- _Task to carry out_: Restate, word for word and with nothing added, the lines from the one containing "Practice step: locate the strawberry" through the last line of the material below.

- _Data provided_:
>>>>
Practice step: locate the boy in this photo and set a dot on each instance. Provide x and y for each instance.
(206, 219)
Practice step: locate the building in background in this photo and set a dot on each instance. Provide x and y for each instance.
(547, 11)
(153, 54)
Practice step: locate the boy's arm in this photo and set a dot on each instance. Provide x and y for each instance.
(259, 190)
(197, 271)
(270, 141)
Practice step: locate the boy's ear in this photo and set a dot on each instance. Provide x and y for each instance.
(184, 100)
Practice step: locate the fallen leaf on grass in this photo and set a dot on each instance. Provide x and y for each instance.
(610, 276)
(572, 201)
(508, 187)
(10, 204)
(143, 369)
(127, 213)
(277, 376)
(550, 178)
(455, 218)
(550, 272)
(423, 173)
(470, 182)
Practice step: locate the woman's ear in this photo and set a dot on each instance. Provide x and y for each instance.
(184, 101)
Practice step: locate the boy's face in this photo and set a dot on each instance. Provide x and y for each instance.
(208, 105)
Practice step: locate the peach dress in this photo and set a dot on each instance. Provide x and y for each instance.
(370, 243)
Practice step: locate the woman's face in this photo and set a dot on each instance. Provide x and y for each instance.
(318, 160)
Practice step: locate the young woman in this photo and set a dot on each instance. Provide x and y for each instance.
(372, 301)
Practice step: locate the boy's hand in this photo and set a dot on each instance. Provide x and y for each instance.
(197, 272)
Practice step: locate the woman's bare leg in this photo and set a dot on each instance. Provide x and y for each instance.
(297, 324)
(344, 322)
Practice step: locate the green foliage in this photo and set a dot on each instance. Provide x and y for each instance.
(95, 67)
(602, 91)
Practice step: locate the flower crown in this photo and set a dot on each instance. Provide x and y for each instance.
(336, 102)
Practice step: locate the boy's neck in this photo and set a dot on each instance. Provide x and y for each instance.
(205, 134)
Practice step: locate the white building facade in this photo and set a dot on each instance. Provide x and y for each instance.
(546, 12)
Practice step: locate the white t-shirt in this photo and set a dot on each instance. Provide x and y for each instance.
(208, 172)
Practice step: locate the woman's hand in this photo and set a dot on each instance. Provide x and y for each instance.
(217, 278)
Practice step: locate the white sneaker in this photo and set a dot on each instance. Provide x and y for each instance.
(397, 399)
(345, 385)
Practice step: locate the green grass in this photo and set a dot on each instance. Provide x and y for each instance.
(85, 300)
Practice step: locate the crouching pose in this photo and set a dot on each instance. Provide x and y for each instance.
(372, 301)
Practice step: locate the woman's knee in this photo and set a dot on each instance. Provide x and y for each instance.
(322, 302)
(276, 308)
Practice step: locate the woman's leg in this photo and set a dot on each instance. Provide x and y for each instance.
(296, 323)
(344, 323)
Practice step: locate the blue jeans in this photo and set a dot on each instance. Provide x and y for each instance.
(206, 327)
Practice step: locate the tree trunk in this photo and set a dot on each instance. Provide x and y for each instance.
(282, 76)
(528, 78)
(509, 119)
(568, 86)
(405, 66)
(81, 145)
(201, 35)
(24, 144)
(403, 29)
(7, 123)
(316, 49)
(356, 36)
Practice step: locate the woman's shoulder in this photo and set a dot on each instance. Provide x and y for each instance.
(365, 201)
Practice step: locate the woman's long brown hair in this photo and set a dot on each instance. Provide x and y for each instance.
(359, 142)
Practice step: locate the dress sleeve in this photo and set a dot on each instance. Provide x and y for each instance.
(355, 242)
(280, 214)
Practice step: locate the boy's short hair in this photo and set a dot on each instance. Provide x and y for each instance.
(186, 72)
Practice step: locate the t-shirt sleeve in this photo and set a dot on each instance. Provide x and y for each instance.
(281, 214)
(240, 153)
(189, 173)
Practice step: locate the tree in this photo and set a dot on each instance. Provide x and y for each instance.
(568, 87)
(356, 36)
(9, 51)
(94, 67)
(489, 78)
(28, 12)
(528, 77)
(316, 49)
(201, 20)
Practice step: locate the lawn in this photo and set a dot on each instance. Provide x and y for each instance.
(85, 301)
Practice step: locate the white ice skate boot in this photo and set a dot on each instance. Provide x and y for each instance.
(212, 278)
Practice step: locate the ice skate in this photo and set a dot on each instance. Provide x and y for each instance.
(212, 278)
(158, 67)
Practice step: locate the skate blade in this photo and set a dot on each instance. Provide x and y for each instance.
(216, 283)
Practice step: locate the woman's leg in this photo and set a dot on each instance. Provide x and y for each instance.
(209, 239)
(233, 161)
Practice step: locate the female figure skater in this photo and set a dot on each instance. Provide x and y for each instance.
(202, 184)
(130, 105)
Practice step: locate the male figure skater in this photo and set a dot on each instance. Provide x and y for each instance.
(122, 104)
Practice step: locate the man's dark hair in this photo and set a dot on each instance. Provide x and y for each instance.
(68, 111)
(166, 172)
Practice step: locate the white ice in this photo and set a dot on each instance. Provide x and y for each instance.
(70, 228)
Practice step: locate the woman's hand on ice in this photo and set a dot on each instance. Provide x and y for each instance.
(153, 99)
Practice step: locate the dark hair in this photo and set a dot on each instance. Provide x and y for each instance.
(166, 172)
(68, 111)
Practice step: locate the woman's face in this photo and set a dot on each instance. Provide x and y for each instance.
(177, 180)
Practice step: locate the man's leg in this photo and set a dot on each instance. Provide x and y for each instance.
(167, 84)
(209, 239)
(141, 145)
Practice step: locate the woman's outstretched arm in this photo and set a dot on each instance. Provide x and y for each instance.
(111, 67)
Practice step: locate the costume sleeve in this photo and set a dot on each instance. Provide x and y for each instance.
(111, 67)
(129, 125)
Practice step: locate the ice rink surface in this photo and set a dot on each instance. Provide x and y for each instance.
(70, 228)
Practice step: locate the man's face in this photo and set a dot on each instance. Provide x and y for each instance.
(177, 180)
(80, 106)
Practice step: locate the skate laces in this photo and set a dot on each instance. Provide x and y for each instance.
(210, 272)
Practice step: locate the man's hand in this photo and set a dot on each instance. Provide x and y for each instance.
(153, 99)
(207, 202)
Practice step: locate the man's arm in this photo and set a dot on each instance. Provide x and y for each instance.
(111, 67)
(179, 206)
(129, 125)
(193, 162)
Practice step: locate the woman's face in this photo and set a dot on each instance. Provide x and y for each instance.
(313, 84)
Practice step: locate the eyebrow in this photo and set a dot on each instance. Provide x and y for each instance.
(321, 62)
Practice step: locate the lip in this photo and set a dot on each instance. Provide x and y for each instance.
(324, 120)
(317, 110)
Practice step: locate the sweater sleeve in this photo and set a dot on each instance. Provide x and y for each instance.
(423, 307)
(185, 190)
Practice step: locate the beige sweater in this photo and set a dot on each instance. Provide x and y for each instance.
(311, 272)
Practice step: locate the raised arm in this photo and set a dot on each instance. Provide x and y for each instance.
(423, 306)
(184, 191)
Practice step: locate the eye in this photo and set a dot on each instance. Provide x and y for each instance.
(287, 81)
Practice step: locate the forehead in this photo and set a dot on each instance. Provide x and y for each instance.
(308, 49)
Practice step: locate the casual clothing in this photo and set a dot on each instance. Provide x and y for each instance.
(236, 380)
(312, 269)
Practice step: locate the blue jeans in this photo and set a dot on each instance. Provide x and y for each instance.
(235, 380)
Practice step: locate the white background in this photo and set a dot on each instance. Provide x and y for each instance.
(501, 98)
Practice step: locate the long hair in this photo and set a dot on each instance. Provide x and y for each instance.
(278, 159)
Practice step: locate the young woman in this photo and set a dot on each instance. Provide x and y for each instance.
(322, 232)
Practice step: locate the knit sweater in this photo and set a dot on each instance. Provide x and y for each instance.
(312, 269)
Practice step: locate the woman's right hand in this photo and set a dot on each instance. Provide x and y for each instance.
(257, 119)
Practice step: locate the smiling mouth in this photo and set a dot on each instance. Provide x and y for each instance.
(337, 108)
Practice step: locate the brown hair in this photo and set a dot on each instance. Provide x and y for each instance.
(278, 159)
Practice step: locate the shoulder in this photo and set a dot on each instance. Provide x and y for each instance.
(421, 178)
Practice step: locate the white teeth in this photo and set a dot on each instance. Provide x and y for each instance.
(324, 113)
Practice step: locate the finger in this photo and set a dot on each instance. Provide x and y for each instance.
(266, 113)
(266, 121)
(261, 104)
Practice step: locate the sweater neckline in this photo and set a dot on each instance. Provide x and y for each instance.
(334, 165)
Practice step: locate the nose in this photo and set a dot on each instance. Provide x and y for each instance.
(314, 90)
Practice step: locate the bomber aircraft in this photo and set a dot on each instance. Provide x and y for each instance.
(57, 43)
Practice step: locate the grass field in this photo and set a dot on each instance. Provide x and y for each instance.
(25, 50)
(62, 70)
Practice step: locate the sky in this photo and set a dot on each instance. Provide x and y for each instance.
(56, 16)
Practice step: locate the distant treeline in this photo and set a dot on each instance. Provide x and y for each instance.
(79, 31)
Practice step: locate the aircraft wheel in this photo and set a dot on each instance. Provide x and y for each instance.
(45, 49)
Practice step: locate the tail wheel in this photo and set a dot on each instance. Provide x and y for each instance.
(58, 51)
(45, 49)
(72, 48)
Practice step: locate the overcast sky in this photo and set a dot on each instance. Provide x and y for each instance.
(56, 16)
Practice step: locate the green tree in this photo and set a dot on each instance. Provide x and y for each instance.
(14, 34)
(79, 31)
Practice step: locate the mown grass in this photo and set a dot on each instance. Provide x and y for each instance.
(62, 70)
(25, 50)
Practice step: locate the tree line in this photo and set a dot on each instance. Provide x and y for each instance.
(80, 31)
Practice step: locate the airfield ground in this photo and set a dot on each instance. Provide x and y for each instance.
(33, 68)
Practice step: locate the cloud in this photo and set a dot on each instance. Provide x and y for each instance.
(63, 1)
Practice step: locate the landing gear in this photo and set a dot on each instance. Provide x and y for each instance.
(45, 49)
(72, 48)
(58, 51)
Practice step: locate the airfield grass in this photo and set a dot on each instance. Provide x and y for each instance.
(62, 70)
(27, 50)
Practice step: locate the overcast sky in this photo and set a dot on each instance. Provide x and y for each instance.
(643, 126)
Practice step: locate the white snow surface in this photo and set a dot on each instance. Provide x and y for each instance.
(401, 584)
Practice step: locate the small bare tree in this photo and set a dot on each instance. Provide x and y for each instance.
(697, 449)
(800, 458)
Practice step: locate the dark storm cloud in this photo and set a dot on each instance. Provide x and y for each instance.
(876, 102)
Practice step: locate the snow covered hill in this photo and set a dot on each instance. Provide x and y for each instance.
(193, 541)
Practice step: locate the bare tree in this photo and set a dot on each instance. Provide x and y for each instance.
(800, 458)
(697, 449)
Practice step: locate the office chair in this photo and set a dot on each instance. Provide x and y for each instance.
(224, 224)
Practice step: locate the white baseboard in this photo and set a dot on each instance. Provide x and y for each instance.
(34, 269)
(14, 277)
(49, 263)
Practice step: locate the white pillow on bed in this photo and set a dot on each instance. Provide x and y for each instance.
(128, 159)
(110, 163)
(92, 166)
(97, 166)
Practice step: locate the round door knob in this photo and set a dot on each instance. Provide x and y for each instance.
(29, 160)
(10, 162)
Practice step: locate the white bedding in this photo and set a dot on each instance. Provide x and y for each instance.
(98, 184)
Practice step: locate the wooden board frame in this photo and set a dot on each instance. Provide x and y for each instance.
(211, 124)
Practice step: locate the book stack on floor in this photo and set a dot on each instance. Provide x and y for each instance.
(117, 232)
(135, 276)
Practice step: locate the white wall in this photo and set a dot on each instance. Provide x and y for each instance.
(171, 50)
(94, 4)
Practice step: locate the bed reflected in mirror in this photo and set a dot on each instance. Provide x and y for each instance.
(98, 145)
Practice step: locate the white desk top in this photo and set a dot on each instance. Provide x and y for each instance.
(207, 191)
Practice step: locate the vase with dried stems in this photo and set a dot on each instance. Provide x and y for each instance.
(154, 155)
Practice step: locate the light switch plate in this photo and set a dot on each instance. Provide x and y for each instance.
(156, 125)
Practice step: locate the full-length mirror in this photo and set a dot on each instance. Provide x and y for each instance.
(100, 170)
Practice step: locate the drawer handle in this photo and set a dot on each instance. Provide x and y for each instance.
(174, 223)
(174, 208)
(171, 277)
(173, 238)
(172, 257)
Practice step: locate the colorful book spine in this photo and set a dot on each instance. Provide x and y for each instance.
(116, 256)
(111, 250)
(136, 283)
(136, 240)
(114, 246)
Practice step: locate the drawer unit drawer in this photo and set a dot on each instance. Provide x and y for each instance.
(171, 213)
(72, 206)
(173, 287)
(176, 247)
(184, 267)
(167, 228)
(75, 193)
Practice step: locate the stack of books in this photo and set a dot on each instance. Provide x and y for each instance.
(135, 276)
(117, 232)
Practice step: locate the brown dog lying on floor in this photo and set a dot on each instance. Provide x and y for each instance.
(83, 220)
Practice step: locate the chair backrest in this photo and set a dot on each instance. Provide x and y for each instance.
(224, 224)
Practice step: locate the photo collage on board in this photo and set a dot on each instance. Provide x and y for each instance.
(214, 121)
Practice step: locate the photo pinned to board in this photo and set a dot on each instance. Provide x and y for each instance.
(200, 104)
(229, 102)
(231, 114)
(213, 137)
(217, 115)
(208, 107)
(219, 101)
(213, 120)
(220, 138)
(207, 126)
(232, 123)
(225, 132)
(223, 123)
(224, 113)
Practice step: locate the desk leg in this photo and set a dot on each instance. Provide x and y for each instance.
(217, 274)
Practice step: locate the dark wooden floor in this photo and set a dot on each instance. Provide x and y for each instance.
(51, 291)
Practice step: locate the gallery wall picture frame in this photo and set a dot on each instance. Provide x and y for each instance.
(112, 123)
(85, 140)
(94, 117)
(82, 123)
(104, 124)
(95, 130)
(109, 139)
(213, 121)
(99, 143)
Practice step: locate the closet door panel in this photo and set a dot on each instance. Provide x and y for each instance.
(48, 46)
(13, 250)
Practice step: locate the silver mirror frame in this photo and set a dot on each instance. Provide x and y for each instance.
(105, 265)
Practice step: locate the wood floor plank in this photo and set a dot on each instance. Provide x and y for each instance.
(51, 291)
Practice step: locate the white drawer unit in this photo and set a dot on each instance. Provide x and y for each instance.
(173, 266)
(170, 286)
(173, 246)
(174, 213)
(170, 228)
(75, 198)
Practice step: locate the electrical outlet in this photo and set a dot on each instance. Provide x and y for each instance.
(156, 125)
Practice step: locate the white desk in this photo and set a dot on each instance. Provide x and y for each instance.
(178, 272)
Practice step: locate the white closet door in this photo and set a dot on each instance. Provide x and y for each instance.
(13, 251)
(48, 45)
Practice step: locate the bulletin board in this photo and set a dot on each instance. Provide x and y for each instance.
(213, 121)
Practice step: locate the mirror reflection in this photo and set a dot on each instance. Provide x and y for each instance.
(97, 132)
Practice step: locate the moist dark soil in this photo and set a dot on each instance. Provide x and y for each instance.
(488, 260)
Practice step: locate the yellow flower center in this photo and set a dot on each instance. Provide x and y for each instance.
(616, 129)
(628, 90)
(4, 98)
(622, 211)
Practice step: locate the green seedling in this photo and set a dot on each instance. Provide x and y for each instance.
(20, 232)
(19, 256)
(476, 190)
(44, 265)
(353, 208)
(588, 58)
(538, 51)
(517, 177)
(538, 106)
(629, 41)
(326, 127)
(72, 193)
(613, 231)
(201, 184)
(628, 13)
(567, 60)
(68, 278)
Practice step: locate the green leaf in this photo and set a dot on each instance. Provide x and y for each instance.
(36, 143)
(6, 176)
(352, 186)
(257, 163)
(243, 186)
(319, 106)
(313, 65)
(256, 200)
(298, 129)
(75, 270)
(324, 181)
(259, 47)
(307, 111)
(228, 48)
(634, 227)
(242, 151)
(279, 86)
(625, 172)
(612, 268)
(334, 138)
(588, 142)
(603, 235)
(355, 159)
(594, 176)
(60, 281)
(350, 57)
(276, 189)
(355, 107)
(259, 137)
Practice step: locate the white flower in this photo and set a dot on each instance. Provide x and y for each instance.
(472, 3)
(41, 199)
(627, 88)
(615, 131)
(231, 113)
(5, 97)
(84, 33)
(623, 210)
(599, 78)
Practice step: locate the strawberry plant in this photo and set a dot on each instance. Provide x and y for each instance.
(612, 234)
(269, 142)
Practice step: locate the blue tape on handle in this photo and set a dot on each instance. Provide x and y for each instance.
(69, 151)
<<<<
- _Exercise output_:
Practice step: locate the strawberry plant in this photo and set a dot on each instance. Provide x and y for each instance.
(612, 234)
(269, 142)
Practice step: locate the blue tape on handle in this photo and set a dot on each instance. Provide x and y for each instance.
(69, 151)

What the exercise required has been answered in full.